*** INFORMATION SHOWN

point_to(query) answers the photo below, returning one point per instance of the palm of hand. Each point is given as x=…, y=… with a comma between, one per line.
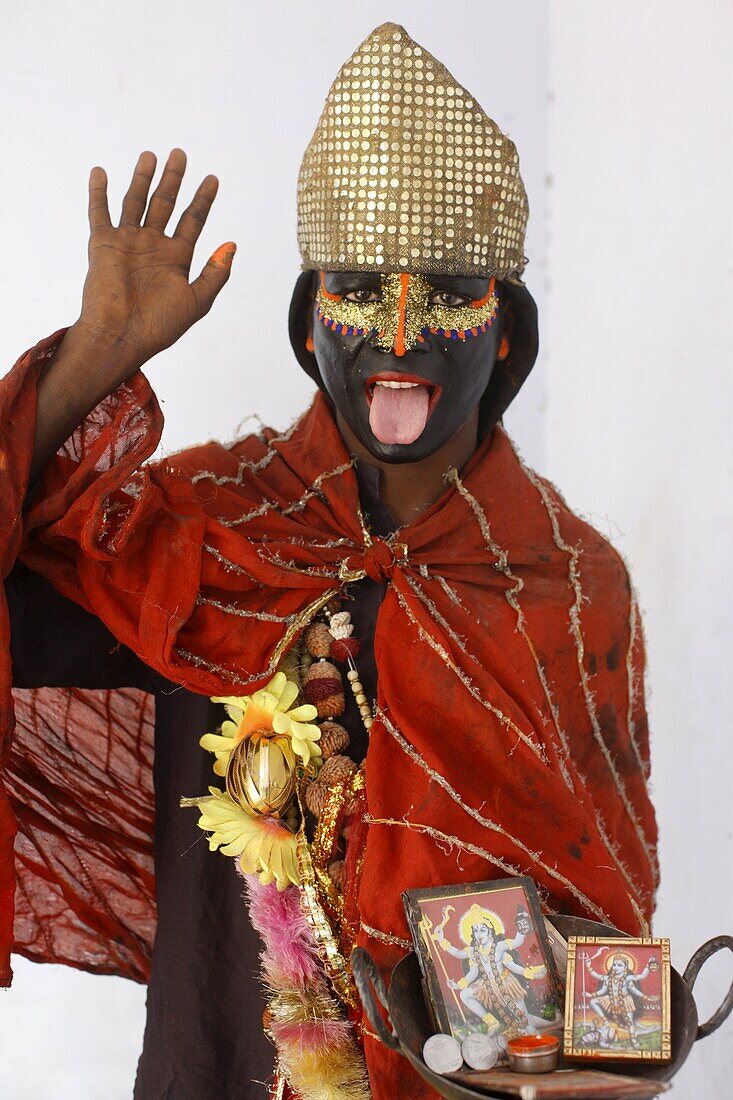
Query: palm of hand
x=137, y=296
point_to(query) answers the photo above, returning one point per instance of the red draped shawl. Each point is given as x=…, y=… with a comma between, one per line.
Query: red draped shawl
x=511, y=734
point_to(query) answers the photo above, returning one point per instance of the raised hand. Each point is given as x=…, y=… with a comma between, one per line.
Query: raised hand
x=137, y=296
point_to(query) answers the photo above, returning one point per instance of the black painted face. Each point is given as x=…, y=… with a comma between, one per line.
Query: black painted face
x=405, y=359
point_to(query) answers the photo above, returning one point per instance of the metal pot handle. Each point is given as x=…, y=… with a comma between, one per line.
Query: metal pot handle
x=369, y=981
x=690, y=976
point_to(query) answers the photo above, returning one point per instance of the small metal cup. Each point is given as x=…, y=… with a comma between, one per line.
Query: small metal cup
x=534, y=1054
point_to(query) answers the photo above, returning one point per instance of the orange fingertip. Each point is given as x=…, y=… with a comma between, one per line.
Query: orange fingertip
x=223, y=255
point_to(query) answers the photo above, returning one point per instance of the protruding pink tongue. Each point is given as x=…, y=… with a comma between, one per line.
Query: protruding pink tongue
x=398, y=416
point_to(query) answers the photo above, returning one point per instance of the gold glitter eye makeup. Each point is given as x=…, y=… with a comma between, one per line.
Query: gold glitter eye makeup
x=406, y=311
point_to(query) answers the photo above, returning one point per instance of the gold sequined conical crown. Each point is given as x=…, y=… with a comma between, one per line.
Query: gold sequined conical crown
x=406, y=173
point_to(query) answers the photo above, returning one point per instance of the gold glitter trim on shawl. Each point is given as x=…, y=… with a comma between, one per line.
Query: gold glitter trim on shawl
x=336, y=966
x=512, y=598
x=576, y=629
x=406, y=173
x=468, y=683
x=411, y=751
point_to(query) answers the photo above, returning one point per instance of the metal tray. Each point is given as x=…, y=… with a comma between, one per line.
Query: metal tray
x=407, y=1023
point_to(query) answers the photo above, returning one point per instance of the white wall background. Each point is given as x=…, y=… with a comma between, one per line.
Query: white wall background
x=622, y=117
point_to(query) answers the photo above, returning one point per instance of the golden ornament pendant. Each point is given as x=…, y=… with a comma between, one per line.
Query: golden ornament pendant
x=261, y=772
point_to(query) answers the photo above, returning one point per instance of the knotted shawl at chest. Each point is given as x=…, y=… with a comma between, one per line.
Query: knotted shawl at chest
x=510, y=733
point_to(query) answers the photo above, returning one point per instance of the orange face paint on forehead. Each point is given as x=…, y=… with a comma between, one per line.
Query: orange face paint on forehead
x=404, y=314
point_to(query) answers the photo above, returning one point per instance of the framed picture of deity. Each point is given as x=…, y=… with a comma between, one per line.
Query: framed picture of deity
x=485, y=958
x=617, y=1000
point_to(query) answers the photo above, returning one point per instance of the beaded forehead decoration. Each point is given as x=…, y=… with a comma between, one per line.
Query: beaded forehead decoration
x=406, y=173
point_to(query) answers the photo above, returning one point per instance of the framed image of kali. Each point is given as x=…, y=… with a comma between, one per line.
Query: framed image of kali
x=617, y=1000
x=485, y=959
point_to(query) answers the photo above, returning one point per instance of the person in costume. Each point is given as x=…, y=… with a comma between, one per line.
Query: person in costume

******

→ **TASK REQUIREMENTS**:
Repeat the records above exactly, leaving out the pictures.

→ **COMPLETE RESPONSE**:
point_to(query) answers the photo below, returning one point per instance of the palm of hand. Each point is given as x=…, y=… with a comma between, one per line.
Query: palm of hand
x=137, y=296
point_to(query) answers the photo above, returning one point per instance of the red draped shawl. Each point is given as x=…, y=… with a comma between, one per line.
Query: red draped shawl
x=511, y=734
point_to(query) answers the photo above, returning one point per instance of the raised hand. Each point is given as x=…, y=… with a comma between, one per line.
Query: raised hand
x=137, y=296
point_to(query) answers the photo above, returning one point per instance of the black painted face. Each point is given as x=…, y=… with a comma between, one per line.
Query: black painted face
x=405, y=359
point_to(query) answers the photo above, returning one point per instance of the metal pot handle. Each point is given as x=…, y=… with a comma between, one per line.
Query: metal pot handle
x=369, y=981
x=690, y=976
point_to(query) answers the photo above, returning one point per instance of the small metal cup. Each point is given as x=…, y=… with a comma between, one per line.
Query: small metal cup
x=534, y=1054
point_to(query) answers the photo above, returning one point per instance of the orange fingertip. Each point is given as x=…, y=… with a comma between, one per line.
Query: orange fingertip
x=223, y=255
point_to(query) answers the photo above, returning one point per instance of the protruding pink tongue. Each point is given as x=…, y=… with a comma between, one per line.
Query: protruding pink tongue
x=398, y=416
point_to(query) answers the photo above, returning one point per instance of the gold glitter eye makeup. Each point is given as x=…, y=… with a comma between, one per line.
Query: gold glitter eye makeup
x=406, y=311
point_to(query) answers the photo above, returning one point per instance of the gold sequined conical crown. Each point is given as x=…, y=… with a comma between, one per line.
Query: gold sequined conical crown
x=406, y=173
point_to(query) answers the photo above, returning one point per instance of the gold glitter trim on shawl. Each point is given as x=…, y=… with a comma between, one per line.
Query: gold glitter trim on shawl
x=336, y=966
x=512, y=598
x=576, y=629
x=406, y=173
x=468, y=683
x=411, y=751
point_to(query) answers the photo above, returning one point per instance of the metal tray. Each point is given as x=…, y=… with a comma between, one per line.
Query: metal tray
x=407, y=1023
point_to(query) answers the photo above, returning one point per instance of the white wall background. Each point is given as x=…, y=… with a comma between, one per line.
Query: white wall background
x=622, y=117
point_to(query) answers the photo above, returning one point per instance of the golden ornament pendant. Each point is given as x=…, y=… with a comma between, one per line.
Query: golden ornament pendant
x=261, y=772
point_to(query) answers the photo above, returning one point per instance of the knotted shawl at chest. Each point is given as x=…, y=… with a comma between, one per line.
Query: knotted shawl at chest
x=510, y=733
point_to(query) answers the photo above, returning one point per instance of the orange face paint on forehead. Each point is given as x=…, y=… with a comma between, one per line.
Query: orange face paint on forehead
x=404, y=314
point_to(query) answers the photo above, returning one point per instance of the framed picture of deity. Each point is given as x=…, y=… with a comma between, one per line.
Query: framed picture of deity
x=485, y=958
x=617, y=1000
point_to(query) answers the photo above, returning one point per instance of the beaded forehead decoration. Each point is given as x=…, y=… with a comma between, one per line.
Query: beaded forehead decoration
x=406, y=173
point_to(query) answers the photo above, returning one point per instance of the framed image of kali. Each point is given as x=…, y=… with a comma between, one per line.
Query: framed image of kali
x=617, y=1000
x=485, y=959
point_to(query) answers the photo above, returning one point per instance of the person in costume. Each point is given as x=…, y=… with a comma between, one per line.
Query: person in costume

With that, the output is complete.